GOAL OF THE EXERCISE
Please print every record below exactly as it reads.

DATA FOR THIS EXERCISE
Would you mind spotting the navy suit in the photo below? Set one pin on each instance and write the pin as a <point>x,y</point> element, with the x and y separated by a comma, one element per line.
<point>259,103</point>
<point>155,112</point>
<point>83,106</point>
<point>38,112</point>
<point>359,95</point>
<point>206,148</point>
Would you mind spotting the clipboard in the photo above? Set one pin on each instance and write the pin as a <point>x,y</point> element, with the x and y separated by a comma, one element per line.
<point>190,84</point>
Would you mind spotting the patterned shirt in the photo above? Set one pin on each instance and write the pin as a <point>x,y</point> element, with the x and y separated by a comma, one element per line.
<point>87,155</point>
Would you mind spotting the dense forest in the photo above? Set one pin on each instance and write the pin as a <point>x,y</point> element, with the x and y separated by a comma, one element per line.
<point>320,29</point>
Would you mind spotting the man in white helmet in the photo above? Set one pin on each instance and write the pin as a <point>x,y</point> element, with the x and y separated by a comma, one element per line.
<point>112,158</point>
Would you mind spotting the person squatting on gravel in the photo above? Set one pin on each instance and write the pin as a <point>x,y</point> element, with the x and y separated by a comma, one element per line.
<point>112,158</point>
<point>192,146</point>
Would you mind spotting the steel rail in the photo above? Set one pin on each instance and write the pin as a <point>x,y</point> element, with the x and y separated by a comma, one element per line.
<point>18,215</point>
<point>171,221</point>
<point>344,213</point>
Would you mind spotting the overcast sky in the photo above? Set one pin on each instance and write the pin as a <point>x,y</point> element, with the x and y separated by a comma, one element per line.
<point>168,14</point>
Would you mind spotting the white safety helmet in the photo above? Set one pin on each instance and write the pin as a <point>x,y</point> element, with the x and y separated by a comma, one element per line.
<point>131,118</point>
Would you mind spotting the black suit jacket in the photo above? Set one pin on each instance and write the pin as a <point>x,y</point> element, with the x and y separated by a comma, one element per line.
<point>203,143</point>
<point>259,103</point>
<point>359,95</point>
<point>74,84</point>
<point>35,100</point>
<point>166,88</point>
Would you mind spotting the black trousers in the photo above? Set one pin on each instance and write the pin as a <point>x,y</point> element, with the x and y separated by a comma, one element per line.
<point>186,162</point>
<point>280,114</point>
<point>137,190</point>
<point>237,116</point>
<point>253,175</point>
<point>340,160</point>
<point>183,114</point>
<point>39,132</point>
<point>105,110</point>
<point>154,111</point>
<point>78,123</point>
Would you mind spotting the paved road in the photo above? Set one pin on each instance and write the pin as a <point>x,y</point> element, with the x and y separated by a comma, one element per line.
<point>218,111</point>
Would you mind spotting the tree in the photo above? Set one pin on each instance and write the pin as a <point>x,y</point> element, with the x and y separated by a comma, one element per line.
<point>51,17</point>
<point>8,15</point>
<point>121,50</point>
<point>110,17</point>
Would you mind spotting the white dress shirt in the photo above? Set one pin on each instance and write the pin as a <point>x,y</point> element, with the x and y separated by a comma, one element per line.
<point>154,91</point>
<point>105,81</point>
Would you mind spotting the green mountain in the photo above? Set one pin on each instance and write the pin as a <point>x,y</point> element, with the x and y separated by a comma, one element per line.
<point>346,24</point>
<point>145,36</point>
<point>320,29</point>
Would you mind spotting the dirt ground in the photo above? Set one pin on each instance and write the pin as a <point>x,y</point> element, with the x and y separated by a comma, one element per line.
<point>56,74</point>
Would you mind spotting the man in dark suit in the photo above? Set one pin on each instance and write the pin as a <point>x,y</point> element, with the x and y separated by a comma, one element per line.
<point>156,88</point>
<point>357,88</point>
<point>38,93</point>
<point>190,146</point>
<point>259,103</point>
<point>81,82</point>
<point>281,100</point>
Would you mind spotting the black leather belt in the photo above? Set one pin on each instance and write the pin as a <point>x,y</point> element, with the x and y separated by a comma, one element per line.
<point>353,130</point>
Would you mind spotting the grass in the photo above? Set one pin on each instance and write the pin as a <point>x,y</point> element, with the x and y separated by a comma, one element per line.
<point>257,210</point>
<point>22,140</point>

COMPLETED TASK
Would you mind spotting the navy suit in the photo below? Set one pin on each instance and write the pin as a <point>x,y</point> element, with the x and y separated by a comma, one element per line.
<point>259,103</point>
<point>155,112</point>
<point>83,106</point>
<point>38,112</point>
<point>359,95</point>
<point>206,148</point>
Would you mind spotting the clipboard in the photo above? Set one pin on each instance and write the pin as a <point>x,y</point> element, with the x and y separated by a comma, one element per line.
<point>190,84</point>
Would you mind spotting the patterned shirt in the photo above? Set one pin on each instance and write the pin as a <point>x,y</point> element, with the x and y separated by a comma, one element per line.
<point>87,155</point>
Would you mind spotting the dense forest in the photo above? Set one pin on each instance and write the pin as a <point>x,y</point> element, with the x and y separated by a comma, one element per line.
<point>320,29</point>
Would you mind spotting the man in white helmet in the photo above? Set one pin on each instance and write the pin as a <point>x,y</point> element, with the x and y separated by a comma, one element per line.
<point>112,158</point>
Would you mind spotting the person squatting on gravel in the photo above? Set one pin on each instance and write the pin as a <point>x,y</point> element, with the x and y separated by a comma, one element per line.
<point>112,158</point>
<point>192,146</point>
Would you mind spotting the steel rail in the photo above? Set one pin on each instance and write the pin as a <point>x,y</point> element, with the x and y separated by a comma, one element per line.
<point>18,215</point>
<point>171,221</point>
<point>344,213</point>
Would you mind spotting the overcast sky in the photo above? Set one pin on each instance and write the pin as a <point>x,y</point> element, with the x and y separated by a comma, one element per line.
<point>168,14</point>
Would you mind spotting the white safety helmet in the photo above? Set one pin on each instance and write the pin as a <point>x,y</point> element, with the x and y separated by a comma, one element per line.
<point>131,118</point>
Would you mind spotting the black suit jacket in the photo above? Set one pin on each instance and write the pin as a <point>x,y</point> element, with the x and y separated by a comma, one element per line.
<point>203,143</point>
<point>259,103</point>
<point>359,95</point>
<point>74,84</point>
<point>35,100</point>
<point>166,88</point>
Would you mind spotting the black trousers in the photo above? Set one pin on each instance and write the pin as a <point>x,y</point> element, with the x and y separated by a comma, one element per line.
<point>186,162</point>
<point>280,114</point>
<point>137,190</point>
<point>237,116</point>
<point>253,175</point>
<point>340,160</point>
<point>183,114</point>
<point>39,132</point>
<point>105,110</point>
<point>154,111</point>
<point>78,123</point>
Would you mind spotting the paved road in the photo above? Set one pin on each instance and write the pin as a <point>x,y</point> element, with the x and y separated by a comma, one element per line.
<point>218,111</point>
Would you mind spotting the tree in the photo above? Set one pin on each instance and write the pin as a <point>x,y</point> element, with the x and y separated by a comma, one element per line.
<point>51,17</point>
<point>8,15</point>
<point>121,50</point>
<point>110,17</point>
Would you mind spotting the white dress shirt in the photo above? Set one pin on each instance and write the pin as a <point>x,y</point> element, with the x and y separated by a comma, one element per line.
<point>154,91</point>
<point>105,81</point>
Would you mind spotting the green mountain in the photo above? Set one pin on each instance and write the pin as a <point>x,y</point> element, with the x and y separated by a comma, one element per line.
<point>346,24</point>
<point>145,36</point>
<point>320,29</point>
Would you mind spotting the dirt ground in the photo above? Set one pin on each instance and write the pin as a <point>x,y</point> element, with the x and y separated by a comma, one element per line.
<point>56,74</point>
Would you mind spotting the man in dark suit in the photo above? Set one pin on each instance and write the pin as a <point>x,y</point> element, with the x and y separated by a comma, one element per line.
<point>156,88</point>
<point>357,88</point>
<point>38,93</point>
<point>190,146</point>
<point>259,103</point>
<point>81,82</point>
<point>281,100</point>
Would you mind spotting the black leather belt in the photo above? Set one pin on each instance and write the pin as a <point>x,y</point> element, with the x and y separated by a comma, one element per line.
<point>353,130</point>
Would you mind spotting the grass in the photo above? Set one pin on each instance and write the pin as a <point>x,y</point> element, with the x and y separated by a comma, one element per line.
<point>257,210</point>
<point>22,140</point>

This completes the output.